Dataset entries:
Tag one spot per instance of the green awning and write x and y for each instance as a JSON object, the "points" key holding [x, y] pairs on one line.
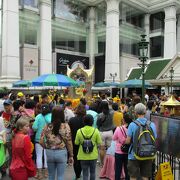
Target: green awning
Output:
{"points": [[155, 68], [135, 73]]}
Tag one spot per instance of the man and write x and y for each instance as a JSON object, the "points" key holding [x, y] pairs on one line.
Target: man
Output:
{"points": [[138, 168]]}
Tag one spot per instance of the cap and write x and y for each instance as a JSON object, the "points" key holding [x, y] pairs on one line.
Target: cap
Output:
{"points": [[20, 94], [7, 102]]}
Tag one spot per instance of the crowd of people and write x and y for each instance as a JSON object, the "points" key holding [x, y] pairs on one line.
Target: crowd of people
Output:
{"points": [[39, 136]]}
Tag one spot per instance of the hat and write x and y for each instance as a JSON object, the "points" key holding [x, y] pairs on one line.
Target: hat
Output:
{"points": [[7, 102], [20, 94]]}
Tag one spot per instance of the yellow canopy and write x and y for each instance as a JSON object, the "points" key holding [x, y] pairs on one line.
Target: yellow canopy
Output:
{"points": [[171, 102]]}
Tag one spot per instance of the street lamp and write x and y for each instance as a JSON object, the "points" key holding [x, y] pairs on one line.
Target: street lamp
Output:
{"points": [[143, 52], [171, 77], [113, 76]]}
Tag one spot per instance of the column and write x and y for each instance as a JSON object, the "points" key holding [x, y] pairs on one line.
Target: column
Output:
{"points": [[147, 29], [170, 32], [178, 34], [92, 22], [10, 63], [112, 64], [45, 37]]}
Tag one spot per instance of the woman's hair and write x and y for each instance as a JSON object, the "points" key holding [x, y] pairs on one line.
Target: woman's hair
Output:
{"points": [[45, 109], [57, 119], [83, 101], [17, 104], [30, 104], [21, 122], [80, 110], [127, 118], [88, 120], [115, 106], [105, 107], [140, 109]]}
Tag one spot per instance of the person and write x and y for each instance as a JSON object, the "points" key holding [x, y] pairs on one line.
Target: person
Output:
{"points": [[118, 116], [105, 126], [22, 165], [40, 122], [93, 111], [138, 168], [121, 158], [88, 160], [68, 111], [76, 123], [58, 138], [2, 145]]}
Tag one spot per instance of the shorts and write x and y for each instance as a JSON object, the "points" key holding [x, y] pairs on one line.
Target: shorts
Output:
{"points": [[138, 168], [106, 137]]}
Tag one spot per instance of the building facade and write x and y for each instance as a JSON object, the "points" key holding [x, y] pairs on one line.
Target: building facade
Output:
{"points": [[44, 36]]}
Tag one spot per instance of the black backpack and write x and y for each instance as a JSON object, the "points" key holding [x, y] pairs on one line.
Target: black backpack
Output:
{"points": [[87, 144], [144, 145]]}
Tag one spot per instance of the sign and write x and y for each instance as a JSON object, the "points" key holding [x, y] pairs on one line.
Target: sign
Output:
{"points": [[30, 63], [72, 60], [167, 134], [164, 172]]}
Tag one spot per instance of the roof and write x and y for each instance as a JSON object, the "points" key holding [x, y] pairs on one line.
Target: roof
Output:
{"points": [[135, 73], [154, 68]]}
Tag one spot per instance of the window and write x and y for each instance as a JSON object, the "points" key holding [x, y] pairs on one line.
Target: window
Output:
{"points": [[157, 46], [31, 3], [157, 21]]}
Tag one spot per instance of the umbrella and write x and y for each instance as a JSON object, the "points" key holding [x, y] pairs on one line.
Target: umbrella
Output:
{"points": [[80, 83], [22, 83], [134, 83], [106, 84], [53, 80]]}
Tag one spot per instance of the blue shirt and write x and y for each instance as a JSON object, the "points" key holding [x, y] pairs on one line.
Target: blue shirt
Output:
{"points": [[131, 132]]}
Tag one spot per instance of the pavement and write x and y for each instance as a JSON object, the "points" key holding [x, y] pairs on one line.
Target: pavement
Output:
{"points": [[69, 174]]}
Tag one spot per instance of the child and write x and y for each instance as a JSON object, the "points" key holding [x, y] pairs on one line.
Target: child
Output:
{"points": [[22, 165]]}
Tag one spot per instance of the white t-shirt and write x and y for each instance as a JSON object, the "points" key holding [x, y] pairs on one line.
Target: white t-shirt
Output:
{"points": [[2, 128]]}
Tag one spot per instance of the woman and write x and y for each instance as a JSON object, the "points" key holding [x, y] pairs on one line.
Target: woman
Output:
{"points": [[22, 165], [105, 126], [76, 123], [40, 122], [56, 138], [121, 158], [88, 160]]}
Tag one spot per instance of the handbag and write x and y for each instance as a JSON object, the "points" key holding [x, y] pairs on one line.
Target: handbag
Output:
{"points": [[124, 147]]}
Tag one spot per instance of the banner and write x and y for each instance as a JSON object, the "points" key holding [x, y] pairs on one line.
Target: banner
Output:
{"points": [[72, 60], [167, 134]]}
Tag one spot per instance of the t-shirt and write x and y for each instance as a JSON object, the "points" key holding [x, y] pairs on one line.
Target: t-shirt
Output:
{"points": [[131, 132]]}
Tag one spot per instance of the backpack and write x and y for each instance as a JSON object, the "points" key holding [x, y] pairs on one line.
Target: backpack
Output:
{"points": [[144, 142], [87, 144]]}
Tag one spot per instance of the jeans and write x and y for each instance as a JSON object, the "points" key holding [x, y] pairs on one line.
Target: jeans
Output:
{"points": [[120, 160], [89, 165], [56, 160], [39, 156]]}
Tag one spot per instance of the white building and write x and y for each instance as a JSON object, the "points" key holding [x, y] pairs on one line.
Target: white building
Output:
{"points": [[43, 36]]}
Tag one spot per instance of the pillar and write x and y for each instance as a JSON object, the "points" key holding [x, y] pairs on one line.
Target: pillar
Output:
{"points": [[170, 32], [92, 22], [147, 30], [10, 62], [112, 64], [45, 37]]}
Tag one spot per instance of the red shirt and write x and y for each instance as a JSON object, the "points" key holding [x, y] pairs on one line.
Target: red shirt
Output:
{"points": [[21, 153]]}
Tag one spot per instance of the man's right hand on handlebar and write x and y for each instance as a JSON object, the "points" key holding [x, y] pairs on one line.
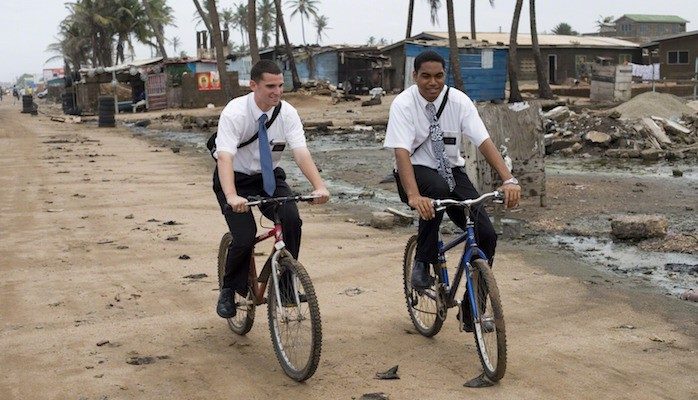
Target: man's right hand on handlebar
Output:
{"points": [[423, 206], [237, 203], [512, 194]]}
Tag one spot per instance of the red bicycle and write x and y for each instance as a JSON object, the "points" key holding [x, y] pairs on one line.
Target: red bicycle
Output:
{"points": [[292, 306]]}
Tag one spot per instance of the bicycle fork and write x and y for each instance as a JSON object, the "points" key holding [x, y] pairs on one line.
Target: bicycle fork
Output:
{"points": [[277, 292]]}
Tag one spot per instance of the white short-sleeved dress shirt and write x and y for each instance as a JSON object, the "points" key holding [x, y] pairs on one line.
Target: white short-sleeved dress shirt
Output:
{"points": [[408, 126], [239, 121]]}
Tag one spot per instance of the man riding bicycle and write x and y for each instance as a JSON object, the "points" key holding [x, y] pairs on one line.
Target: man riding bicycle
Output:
{"points": [[253, 131], [426, 125]]}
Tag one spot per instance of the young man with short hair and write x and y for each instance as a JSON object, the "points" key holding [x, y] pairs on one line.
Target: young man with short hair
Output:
{"points": [[428, 162]]}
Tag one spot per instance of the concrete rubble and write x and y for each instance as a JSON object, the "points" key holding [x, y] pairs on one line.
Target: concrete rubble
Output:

_EXERCISE AIM_: Keep the pictures out of your copy, and repeat every entry above exactly.

_FINAL ANSWER_:
Tag one spot per instance of the green awning and write x and y for each instance as a JSON object, the "points" key holding [x, y] pairs on one line.
Target: green awning
Output:
{"points": [[155, 68], [135, 73]]}
Tag one spot per instance of the man and write x and y for each instance as a JSON object, the "points" key holding [x, y] pairs on one line.
Target: man
Output:
{"points": [[138, 168]]}
Tag one spot per instance of the cap and write x and y for each instance as a JSON object, the "points" key holding [x, y] pairs on one line.
Target: cap
Output:
{"points": [[20, 94], [7, 102]]}
Tag one spot per instance of the crowd of people and write x and y for each instance as a JSON object, the "points" key holding [x, y] pairs on one line.
Target: crowd of people
Output:
{"points": [[39, 136]]}
Tag one spot per instance of the hat and write x and y for each instance as a JSON object, the "points" key holding [x, y] pairs on one line.
Target: hat
Output:
{"points": [[7, 102], [20, 94]]}
Tag one spot per instance of the yellow canopy and write x and y for each instance as a JSON object, the "points" key holding [x, y] pairs on one line.
Target: yellow canopy
Output:
{"points": [[171, 102]]}
Tag one spot per instance of the street lamp and write x and y for each instance as a JSON object, the "points" key holding [x, y] pairs on one line.
Target: street lamp
Output:
{"points": [[143, 52], [171, 77], [113, 76]]}
Tag one spot per instance of the column and write x and y for each instance as a JSON object, the "points" key holding [x, y] pairs on one line.
Target: column
Output:
{"points": [[147, 29], [170, 32], [178, 34], [92, 22], [10, 63], [112, 64], [45, 37]]}
Tag one spot per instance of the woman's hair and write x and y for each instance as a JSON object, the "points" key holding [x, y] pairs on one line.
Target: woman's hair
Output:
{"points": [[45, 109], [57, 119], [83, 101], [17, 104], [30, 104], [21, 122], [80, 110], [127, 118], [88, 120], [115, 106], [105, 107], [140, 109]]}
Tag one spot per instance of the person and write x and y for each instance as a JSON object, the "points" key holding [x, y] pairs on one line.
Target: person
Output:
{"points": [[118, 116], [105, 126], [22, 165], [40, 122], [93, 111], [138, 168], [121, 158], [88, 160], [68, 111], [76, 123], [58, 138], [2, 145]]}
Tag one spot per instance of the shorts and write x and y for each instance as a JSON object, the "points" key holding [x, y] pairs on one line.
Target: shorts
Output:
{"points": [[138, 168], [106, 137]]}
Tag one spot per instance of the building facade and write x and y for each instance as a JSON object, the "points" key holding [x, y] pairs on one line.
Target: building facade
Output:
{"points": [[44, 36]]}
Tag one spot per instance of the black backpack and write x and y for each instance as a JSON object, the "points" key holding [x, y] pairs on one line.
Target: black backpack
Output:
{"points": [[87, 144], [144, 145]]}
Tag one spot per instance of the sign and write x and y for each instance as a JSON object, the "points" key holding [x, y] pairs on one line.
Target: sign
Output:
{"points": [[30, 63], [72, 60], [167, 134], [164, 172]]}
Tag one spot per instance of the roof and write x and y for each instance as a JSON object, the "points" key holding [x, y] pairs on one line.
Target: roof
Output:
{"points": [[135, 73], [154, 68]]}
Tag one spot per instance of the window and write x and y for each instance as a JSON object, the "points" key holding [x, y] pairs on one line.
Target: window
Output:
{"points": [[157, 46], [31, 3], [157, 21]]}
Tag one spot per instance of the umbrella and write x and y for each instance as a JSON object, the "points" key holding [x, y] pairs on one line.
Target: umbrella
Output:
{"points": [[80, 83], [22, 83], [134, 83], [106, 84], [53, 80]]}
Tag one spot per instance of the blue shirt and write x and y for each instance as a JSON object, the "points" key holding [x, y] pairs on one line.
Target: blue shirt
Output:
{"points": [[131, 132]]}
Tag one spot per instance of the pavement and write x and y for each instance as a JSON object, the "points" key holding [x, y] pairs on one line.
Target: pavement
Output:
{"points": [[69, 174]]}
Tag one spot per instance of the child and write x and y for each instance as a JSON object, the "points" key holding [x, y] pairs on one line.
Target: child
Output:
{"points": [[22, 165]]}
Tag one spot per instance of the white t-shirt and write x and y for each instance as a JSON object, the "points" key holding [x, y] pairs on one line.
Target: white t-shirt
Output:
{"points": [[2, 128]]}
Tag one spot per instance of the woman and write x and y for each instance as a JSON object, the "points" key holding [x, y] pairs on one line.
Target: woman
Output:
{"points": [[22, 165], [105, 126], [76, 123], [40, 122], [56, 138], [121, 158], [88, 160]]}
Tag one spot per instance of the handbag and write x and y for each instance as a JSON object, the "points" key holding [x, y] pairs on one line.
Target: handbag
Output:
{"points": [[124, 147]]}
Tag one spot per instance of the banner and write x and y for each instance as a JSON object, the "points" key holding [x, y] pairs on one line.
Target: banner
Output:
{"points": [[72, 60], [167, 134]]}
Tag one spot per instance of the t-shirt and write x and y for each instance as a JSON object, the "points" key holding [x, y] pairs on one line.
Target: t-shirt
Output:
{"points": [[131, 132]]}
Tag one spot per instance of the backpack and write x and y for each instance as a JSON object, the "points" key holding [x, y] pairs on one line.
Target: backpack
Output:
{"points": [[144, 142], [87, 144]]}
Tag one spot per instance of the jeans and write x and y for each instance as a JSON object, the "points" key holding [x, y] pairs on one line.
Target: jeans
Output:
{"points": [[120, 160], [89, 165], [56, 160], [39, 156]]}
Tag one spot per instance of the white building and write x and y for each instance as a JSON object, the "points" key holding [x, y] pairs on one line.
Target: white building
Output:
{"points": [[43, 36]]}
Tag one spot per instance of the pillar and write x and y for each instance as a JSON object, the "points" key holding [x, y] pairs on one line.
Target: pillar
Output:
{"points": [[170, 32], [92, 22], [147, 30], [10, 62], [112, 64], [45, 37]]}
Tag one spot per instance of the red shirt and write x and y for each instance as a JSON object, the "points" key holding [x, y] pairs on one line.
Target: red shirt
Output:
{"points": [[21, 153]]}
Tag one spot per instance of the man's right hand on handlebar and write x and y for each instance as a JSON object, the "points" key holding [x, y] pairs on one line.
Target: man's right hand on handlebar
Output:
{"points": [[423, 206], [237, 203], [512, 194]]}
Tag one spot per instance of the red bicycle and write x and y for each instance as a JSON object, the "points" key holding [x, y] pairs on one line.
Target: red bicycle
Output:
{"points": [[292, 306]]}
Tag one spot per instance of the bicycle fork and write x and y for each instance as a JSON object, the "points" key holding [x, y] pairs on one line.
Target: bicycle fork
Output:
{"points": [[277, 292]]}
Tag one spot per instance of the white short-sleeved dress shirt and write x and y for each instance as a JSON object, the "points" key holding [x, y] pairs on one line.
Target: white short-sleeved dress shirt
Output:
{"points": [[408, 126], [239, 121]]}
Tag one spot per instance of the man riding bicycle and write x and y for each instance as a JSON object, the "points" key holding [x, y] pairs on one line.
Target: man riding bicycle
Output:
{"points": [[253, 131], [426, 125]]}
Tag one spot per instance of the young man with short hair and write x and y for each instance as a JSON object, the "points" key holding [x, y] pairs on one line.
Target: young man with short hair
Output:
{"points": [[428, 162]]}
Tag one spot per instance of the concrete rubble and write x and y for each instance as a JSON object, the "points" key holding [x, y] pairs on one line.
Target: concrete rubble
Output:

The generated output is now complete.